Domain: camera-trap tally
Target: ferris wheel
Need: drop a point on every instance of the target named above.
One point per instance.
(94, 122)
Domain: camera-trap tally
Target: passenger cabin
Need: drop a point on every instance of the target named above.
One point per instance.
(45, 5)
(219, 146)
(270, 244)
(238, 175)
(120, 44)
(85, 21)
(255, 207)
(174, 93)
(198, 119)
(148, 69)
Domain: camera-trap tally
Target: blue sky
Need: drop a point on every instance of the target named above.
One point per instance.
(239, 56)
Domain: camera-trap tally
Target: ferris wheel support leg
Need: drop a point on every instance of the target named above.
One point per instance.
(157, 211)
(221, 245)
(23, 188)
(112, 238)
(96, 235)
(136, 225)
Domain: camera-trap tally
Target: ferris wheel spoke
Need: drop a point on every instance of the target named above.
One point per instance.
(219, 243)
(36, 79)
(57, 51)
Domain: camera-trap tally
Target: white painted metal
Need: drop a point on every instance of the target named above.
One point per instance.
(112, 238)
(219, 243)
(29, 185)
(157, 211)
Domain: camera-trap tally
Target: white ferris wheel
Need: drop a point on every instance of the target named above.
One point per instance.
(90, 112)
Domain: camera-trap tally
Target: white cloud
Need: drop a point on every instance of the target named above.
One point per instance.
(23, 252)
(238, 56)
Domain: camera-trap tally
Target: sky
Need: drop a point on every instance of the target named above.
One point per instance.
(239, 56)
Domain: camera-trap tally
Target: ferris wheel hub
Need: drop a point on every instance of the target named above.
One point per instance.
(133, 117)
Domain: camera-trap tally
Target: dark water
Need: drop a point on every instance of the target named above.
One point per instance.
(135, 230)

◆ Exercise requirements ◆
Reproduce every entry above so that each one matches its source exactly.

◆ Answer space ◆
Domain: camera-trap tally
Target: ferris wheel
Need: drop a point on every instance of the target named above.
One point per instance.
(94, 122)
Domain: camera-trap tally
Target: passenger cabin
Need: drop a point on every instance of the target named above.
One point per instance.
(45, 5)
(219, 146)
(270, 244)
(238, 175)
(120, 44)
(85, 21)
(255, 207)
(174, 93)
(198, 119)
(148, 69)
Domain: camera-trap tally
Target: blue sky
Need: drop a point on every instance of the target named above.
One point per instance.
(239, 56)
Domain: camera-trap tally
Target: ferris wheel support leg
Need: drop a point on every instance of the target named above.
One point per instance.
(157, 211)
(221, 245)
(23, 188)
(112, 238)
(96, 235)
(136, 225)
Domain: camera-trap tally
Target: ferris wheel spoke
Need: drop a point on every instance of the target named above.
One point per instance.
(219, 243)
(36, 79)
(57, 51)
Domain: camera-trap tally
Target: white painted metal
Need: drop a point on every instance of the target named above.
One point per instance.
(112, 238)
(219, 243)
(29, 185)
(157, 211)
Domain: camera-trap tally
Target: white ferris wheel
Need: drop a point on every instance of the target named above.
One point per instance.
(90, 112)
Domain: camera-trap tally
Target: white cloud
Need: drop a point on every instance of the target named above.
One point per instance.
(23, 252)
(238, 56)
Domain: camera-trap tally
Target: sky
Need: drop a point on every instance of the target named above.
One point per instance.
(239, 56)
Domain: camera-trap tally
Target: ferris wheel hub
Need: drop a point on every instance of the target named above.
One point per instance.
(133, 117)
Domain: camera-trap tally
Target: dark water
Need: drop a point on every instance of the target named above.
One point per instance.
(135, 230)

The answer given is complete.